● AIM
Copy down the entries below without any change, from the line with "Check that each instance of the white" up to and including the line with "<point>418,319</point>".

[Records from a dataset]
+-------+
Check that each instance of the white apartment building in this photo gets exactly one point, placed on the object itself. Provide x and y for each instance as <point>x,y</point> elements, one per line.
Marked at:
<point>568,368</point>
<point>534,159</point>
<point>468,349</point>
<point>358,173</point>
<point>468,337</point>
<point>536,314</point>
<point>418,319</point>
+-------+
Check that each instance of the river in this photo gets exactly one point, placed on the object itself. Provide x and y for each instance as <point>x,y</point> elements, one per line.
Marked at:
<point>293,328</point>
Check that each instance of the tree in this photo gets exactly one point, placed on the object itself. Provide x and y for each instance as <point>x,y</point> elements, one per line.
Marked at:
+-------+
● WORKED SOLUTION
Check that each instance of the white apartment building in this photo gets exactly one point, placed on the object itself. Provide x and y for each instance as <point>x,y</point> elements, one per line.
Marked at:
<point>568,368</point>
<point>534,159</point>
<point>468,349</point>
<point>358,173</point>
<point>468,337</point>
<point>536,314</point>
<point>418,319</point>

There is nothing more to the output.